WRITTEN PROBLEM: Render the material as a two-column CSV with the headers request and answer, starting at the line containing "Would you kindly locate the red shoe" and ending at the end of the material. Give one row per request, with its text and its answer each in a single quoted field and line breaks replaced by spaces.

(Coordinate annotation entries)
____

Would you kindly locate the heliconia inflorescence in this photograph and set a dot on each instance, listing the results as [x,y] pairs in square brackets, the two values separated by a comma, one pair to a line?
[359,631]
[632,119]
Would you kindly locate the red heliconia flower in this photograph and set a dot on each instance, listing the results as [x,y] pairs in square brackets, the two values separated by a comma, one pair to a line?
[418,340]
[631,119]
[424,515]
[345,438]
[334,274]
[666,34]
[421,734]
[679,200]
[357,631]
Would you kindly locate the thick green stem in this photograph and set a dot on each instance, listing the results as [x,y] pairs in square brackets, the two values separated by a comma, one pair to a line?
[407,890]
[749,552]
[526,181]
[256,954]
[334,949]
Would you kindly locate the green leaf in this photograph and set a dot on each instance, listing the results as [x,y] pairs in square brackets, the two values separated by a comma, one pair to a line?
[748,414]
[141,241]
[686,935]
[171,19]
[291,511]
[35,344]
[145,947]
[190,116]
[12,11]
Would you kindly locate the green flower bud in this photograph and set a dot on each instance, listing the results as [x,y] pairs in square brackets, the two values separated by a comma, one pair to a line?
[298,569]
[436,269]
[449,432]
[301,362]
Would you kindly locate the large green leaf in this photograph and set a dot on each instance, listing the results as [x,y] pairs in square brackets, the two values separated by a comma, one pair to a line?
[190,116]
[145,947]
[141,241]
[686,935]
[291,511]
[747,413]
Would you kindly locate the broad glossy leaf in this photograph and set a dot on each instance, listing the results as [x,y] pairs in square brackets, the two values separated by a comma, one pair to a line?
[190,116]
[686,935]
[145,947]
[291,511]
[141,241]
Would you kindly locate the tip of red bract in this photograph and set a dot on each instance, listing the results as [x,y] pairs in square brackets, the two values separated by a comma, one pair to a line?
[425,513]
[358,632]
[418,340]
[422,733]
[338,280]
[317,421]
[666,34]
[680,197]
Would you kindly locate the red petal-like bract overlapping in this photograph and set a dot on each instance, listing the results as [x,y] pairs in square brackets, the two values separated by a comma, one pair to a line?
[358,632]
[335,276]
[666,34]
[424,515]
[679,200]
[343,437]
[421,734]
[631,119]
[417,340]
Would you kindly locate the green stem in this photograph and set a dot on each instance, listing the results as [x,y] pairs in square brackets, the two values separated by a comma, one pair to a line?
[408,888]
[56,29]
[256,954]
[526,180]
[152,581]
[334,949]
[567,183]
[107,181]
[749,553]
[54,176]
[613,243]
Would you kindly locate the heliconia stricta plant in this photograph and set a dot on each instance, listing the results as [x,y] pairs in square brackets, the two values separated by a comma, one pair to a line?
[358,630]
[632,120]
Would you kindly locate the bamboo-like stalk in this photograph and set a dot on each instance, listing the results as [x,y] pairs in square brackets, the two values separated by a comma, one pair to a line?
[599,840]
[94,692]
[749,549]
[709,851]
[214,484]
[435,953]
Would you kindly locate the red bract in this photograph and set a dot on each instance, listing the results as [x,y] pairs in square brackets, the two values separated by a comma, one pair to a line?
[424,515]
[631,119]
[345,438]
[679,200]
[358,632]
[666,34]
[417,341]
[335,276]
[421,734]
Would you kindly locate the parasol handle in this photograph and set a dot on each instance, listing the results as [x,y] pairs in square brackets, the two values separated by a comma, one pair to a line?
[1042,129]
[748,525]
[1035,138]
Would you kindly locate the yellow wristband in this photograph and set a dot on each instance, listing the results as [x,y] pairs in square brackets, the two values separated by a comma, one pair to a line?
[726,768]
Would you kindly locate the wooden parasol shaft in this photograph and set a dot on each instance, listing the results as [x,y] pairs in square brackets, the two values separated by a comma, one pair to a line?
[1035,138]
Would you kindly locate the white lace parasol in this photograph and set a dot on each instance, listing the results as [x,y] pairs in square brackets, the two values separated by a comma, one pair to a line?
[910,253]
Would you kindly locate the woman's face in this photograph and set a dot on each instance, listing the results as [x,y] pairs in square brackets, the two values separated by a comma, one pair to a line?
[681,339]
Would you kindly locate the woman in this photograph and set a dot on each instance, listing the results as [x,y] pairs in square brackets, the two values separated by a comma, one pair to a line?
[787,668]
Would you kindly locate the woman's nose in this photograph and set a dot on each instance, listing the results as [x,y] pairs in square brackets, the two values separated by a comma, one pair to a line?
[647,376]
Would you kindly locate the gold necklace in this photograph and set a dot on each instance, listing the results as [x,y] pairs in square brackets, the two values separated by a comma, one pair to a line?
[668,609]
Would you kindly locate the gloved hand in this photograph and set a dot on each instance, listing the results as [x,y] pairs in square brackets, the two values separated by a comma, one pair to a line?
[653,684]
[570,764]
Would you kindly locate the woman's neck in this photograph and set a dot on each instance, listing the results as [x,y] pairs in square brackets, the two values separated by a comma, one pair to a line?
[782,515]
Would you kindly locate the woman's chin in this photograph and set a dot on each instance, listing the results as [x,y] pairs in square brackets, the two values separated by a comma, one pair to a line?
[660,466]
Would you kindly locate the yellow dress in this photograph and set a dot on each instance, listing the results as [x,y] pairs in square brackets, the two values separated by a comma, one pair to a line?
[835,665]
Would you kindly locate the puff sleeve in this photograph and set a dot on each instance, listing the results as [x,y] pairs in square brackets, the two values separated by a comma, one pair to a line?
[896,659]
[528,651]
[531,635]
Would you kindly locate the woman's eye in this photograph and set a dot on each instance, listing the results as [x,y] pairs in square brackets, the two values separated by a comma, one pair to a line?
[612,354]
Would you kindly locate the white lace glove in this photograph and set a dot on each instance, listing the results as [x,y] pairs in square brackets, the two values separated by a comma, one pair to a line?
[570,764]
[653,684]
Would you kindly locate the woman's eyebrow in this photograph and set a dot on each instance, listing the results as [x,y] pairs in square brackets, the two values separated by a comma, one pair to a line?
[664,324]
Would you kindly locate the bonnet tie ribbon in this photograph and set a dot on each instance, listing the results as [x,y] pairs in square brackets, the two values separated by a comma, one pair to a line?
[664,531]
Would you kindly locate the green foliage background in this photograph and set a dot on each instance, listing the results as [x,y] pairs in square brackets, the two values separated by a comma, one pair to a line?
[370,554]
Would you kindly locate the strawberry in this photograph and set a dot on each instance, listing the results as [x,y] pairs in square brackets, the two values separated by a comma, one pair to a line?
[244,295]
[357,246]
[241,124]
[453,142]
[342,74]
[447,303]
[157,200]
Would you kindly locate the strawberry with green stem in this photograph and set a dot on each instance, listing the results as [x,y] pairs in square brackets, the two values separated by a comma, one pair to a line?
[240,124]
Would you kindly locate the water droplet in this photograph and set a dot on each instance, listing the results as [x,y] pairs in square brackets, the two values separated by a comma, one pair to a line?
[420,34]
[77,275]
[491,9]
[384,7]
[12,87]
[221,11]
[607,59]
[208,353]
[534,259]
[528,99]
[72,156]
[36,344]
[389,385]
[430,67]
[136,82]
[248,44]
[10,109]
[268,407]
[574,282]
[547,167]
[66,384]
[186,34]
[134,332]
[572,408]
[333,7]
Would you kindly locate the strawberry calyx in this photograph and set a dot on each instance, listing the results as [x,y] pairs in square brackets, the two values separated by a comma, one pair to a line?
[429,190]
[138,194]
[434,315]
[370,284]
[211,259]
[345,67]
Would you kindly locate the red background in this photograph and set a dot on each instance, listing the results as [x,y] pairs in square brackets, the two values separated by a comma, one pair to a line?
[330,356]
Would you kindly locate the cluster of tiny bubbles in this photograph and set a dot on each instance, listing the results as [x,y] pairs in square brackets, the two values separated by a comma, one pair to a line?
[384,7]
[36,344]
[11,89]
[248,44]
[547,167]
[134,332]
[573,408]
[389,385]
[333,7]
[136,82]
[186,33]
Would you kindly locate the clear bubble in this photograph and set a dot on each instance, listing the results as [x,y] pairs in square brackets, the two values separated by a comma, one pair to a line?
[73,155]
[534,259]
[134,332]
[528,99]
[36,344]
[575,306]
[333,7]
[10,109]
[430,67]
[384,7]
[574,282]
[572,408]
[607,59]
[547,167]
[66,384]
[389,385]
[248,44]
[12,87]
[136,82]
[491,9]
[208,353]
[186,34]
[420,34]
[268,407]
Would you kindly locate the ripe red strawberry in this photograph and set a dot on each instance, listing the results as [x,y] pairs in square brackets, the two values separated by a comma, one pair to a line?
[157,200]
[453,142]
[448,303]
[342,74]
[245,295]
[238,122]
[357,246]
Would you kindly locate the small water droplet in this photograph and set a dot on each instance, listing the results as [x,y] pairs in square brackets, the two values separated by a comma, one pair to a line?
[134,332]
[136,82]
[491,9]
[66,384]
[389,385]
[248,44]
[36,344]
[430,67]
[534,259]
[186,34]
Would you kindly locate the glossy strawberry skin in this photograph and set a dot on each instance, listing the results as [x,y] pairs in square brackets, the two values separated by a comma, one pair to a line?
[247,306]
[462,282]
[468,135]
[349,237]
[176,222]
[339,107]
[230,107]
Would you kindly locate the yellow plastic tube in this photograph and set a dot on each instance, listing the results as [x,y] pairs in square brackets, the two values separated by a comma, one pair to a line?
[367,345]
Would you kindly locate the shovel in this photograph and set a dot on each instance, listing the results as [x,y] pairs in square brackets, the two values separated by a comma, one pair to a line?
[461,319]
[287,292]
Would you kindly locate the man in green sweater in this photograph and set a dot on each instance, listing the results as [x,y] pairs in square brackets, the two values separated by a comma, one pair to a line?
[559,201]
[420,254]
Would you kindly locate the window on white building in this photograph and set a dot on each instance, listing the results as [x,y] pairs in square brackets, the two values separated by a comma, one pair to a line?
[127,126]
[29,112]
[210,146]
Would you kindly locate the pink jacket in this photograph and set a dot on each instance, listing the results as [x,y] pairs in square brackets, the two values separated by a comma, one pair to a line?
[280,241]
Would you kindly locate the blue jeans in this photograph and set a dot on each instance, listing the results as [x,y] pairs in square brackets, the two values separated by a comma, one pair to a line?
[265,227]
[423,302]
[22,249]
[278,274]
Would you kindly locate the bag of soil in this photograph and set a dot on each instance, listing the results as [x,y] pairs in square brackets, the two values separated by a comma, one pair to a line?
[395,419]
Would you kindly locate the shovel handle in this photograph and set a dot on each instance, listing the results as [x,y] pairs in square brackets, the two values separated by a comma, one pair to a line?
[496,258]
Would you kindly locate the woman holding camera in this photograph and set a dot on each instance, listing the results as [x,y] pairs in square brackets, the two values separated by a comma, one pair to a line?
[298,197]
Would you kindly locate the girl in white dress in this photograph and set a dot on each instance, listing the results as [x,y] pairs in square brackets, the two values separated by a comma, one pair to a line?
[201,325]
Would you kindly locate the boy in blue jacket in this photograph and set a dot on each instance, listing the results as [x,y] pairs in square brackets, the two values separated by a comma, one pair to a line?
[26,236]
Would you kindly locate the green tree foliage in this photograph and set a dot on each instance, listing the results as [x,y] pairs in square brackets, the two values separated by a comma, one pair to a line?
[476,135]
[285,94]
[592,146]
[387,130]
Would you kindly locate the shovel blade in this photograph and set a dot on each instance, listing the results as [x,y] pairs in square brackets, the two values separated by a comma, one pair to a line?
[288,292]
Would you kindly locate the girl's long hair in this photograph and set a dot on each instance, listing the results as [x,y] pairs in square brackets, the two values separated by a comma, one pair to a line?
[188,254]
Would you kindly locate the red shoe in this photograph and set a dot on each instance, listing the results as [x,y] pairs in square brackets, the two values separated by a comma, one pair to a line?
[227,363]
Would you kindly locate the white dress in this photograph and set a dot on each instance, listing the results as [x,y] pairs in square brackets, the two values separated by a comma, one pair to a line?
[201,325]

____

ANSWER FOR THE TASK:
request,answer
"Would you kindly locate the red shoe in this photograph and set a dot on each instance, listing the results as [x,y] pairs in square brackets, the two values separated by a comma, one pair to a line?","[227,363]"
"Would you kindly locate the white dress in this photograph and set a dot on each instance, listing the results as [x,y] pairs in square brackets, the two values separated by a comma, one pair to a line?","[201,325]"